**DATA TO PROCESS:**
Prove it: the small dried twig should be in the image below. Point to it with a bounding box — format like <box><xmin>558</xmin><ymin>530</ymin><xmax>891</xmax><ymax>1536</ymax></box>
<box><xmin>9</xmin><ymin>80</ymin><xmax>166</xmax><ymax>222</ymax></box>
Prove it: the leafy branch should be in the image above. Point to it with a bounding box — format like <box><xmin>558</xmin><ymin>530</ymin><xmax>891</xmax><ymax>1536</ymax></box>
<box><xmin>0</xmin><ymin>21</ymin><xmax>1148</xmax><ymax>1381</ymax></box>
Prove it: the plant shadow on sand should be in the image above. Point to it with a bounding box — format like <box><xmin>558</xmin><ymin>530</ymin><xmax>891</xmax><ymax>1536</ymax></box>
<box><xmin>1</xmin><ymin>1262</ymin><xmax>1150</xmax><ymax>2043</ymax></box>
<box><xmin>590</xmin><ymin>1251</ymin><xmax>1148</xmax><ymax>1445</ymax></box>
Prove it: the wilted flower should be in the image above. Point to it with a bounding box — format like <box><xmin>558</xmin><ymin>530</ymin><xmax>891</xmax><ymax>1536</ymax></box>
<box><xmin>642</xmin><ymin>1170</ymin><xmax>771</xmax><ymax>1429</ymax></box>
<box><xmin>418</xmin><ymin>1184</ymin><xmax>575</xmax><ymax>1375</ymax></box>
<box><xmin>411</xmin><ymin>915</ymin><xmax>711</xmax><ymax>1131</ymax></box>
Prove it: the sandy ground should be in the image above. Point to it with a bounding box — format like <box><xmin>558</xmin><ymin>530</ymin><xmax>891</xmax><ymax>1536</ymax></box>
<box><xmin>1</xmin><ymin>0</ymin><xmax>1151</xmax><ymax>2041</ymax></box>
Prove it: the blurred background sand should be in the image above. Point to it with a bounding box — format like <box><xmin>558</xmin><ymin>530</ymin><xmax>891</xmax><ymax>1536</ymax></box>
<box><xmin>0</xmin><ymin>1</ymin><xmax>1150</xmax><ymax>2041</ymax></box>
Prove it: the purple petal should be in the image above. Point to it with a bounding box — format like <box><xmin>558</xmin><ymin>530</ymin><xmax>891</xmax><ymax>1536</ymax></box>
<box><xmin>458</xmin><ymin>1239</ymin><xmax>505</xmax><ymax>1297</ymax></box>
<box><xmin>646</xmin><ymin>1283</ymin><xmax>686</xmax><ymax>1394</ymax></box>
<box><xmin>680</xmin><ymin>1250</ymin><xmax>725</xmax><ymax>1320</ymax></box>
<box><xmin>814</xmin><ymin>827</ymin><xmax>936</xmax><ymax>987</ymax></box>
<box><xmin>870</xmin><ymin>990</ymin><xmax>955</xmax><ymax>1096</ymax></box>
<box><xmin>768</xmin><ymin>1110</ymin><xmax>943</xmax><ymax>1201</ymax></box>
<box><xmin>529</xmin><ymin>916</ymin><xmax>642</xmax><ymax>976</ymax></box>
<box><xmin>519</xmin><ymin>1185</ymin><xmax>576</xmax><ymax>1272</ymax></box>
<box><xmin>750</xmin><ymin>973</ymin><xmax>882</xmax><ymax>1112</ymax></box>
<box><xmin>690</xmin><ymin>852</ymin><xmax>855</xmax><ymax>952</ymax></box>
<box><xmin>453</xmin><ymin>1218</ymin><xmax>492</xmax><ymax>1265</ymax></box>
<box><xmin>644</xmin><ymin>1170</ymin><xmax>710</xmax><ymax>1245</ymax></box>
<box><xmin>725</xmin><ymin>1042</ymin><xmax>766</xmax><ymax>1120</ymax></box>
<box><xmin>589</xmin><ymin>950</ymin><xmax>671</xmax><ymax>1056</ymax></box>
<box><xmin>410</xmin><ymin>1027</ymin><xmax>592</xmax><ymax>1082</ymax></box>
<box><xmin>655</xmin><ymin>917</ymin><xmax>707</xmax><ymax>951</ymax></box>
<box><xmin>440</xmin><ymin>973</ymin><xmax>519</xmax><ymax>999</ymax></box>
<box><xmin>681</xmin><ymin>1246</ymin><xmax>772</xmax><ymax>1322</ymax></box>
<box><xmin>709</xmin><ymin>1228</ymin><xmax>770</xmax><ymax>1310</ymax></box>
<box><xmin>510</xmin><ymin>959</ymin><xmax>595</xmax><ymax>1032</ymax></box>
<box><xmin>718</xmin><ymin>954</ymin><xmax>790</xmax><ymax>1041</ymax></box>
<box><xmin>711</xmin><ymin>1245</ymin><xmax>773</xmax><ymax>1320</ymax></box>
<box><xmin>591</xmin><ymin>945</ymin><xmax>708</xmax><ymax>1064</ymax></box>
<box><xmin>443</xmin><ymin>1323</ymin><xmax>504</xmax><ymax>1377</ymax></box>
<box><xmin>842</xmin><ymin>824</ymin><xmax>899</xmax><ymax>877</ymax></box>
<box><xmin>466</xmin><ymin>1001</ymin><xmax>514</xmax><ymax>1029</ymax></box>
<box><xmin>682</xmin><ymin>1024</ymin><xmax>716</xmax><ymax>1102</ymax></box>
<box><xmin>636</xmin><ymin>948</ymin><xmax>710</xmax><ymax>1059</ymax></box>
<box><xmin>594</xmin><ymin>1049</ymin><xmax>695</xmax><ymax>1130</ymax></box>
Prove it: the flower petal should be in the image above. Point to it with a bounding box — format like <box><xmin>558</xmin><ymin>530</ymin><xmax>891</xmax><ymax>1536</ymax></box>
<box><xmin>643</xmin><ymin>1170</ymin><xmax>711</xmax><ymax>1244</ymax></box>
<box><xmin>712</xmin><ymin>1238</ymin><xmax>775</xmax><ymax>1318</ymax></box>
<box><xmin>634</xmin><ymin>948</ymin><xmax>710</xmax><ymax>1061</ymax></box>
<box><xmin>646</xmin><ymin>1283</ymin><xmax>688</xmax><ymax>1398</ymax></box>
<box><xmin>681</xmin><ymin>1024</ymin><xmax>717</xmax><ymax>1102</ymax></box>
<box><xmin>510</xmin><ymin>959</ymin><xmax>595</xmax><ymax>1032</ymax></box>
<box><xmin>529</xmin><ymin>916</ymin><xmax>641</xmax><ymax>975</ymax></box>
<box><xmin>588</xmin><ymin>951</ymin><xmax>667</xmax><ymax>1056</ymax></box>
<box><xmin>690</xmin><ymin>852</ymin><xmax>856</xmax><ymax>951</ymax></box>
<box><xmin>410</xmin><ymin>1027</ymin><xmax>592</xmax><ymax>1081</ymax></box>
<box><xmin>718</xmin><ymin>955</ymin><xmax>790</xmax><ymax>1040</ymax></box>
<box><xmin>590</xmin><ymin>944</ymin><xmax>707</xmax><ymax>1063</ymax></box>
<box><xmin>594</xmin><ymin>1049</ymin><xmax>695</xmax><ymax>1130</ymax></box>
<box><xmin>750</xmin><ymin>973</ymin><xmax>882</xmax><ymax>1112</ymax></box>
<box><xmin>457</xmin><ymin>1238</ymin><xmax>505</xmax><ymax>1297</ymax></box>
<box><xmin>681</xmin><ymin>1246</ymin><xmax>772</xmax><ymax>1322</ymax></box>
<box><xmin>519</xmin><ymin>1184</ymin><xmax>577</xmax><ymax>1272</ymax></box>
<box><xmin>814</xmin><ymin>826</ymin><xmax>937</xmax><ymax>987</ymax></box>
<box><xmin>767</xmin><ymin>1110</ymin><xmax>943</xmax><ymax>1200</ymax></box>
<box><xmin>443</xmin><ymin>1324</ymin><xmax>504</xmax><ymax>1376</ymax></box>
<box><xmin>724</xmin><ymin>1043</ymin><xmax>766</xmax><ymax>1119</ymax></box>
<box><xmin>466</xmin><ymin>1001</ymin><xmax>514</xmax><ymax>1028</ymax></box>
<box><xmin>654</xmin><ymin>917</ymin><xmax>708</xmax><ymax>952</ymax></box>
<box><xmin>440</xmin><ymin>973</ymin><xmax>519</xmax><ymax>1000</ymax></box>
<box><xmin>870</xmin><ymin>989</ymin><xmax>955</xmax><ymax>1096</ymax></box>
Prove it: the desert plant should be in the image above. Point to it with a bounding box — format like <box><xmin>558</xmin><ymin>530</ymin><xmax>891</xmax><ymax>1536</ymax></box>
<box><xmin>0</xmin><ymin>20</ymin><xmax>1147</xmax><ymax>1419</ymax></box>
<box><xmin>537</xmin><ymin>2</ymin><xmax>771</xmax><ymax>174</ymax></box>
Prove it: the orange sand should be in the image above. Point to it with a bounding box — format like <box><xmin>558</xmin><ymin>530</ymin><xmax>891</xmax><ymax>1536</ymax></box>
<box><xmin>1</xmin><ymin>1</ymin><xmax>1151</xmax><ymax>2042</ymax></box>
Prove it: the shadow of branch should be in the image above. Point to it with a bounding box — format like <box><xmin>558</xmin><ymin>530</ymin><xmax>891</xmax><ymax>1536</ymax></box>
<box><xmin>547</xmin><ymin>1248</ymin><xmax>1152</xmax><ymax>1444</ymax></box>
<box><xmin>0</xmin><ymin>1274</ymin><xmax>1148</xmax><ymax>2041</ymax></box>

**WORK ITEM:**
The "Prove it: the orange" line through the last line above: set these down exactly and add nothing else.

**ANSWER BOX:**
Prove it: the orange sand should be in the image above. Point to it with a bounding box — format like <box><xmin>558</xmin><ymin>530</ymin><xmax>891</xmax><ymax>1536</ymax></box>
<box><xmin>1</xmin><ymin>1</ymin><xmax>1151</xmax><ymax>2042</ymax></box>
Prove it: the shadow of branch should be in the image above. Point to it with a bounding box — format like <box><xmin>558</xmin><ymin>530</ymin><xmax>891</xmax><ymax>1536</ymax></box>
<box><xmin>547</xmin><ymin>1248</ymin><xmax>1152</xmax><ymax>1444</ymax></box>
<box><xmin>0</xmin><ymin>1274</ymin><xmax>1148</xmax><ymax>2041</ymax></box>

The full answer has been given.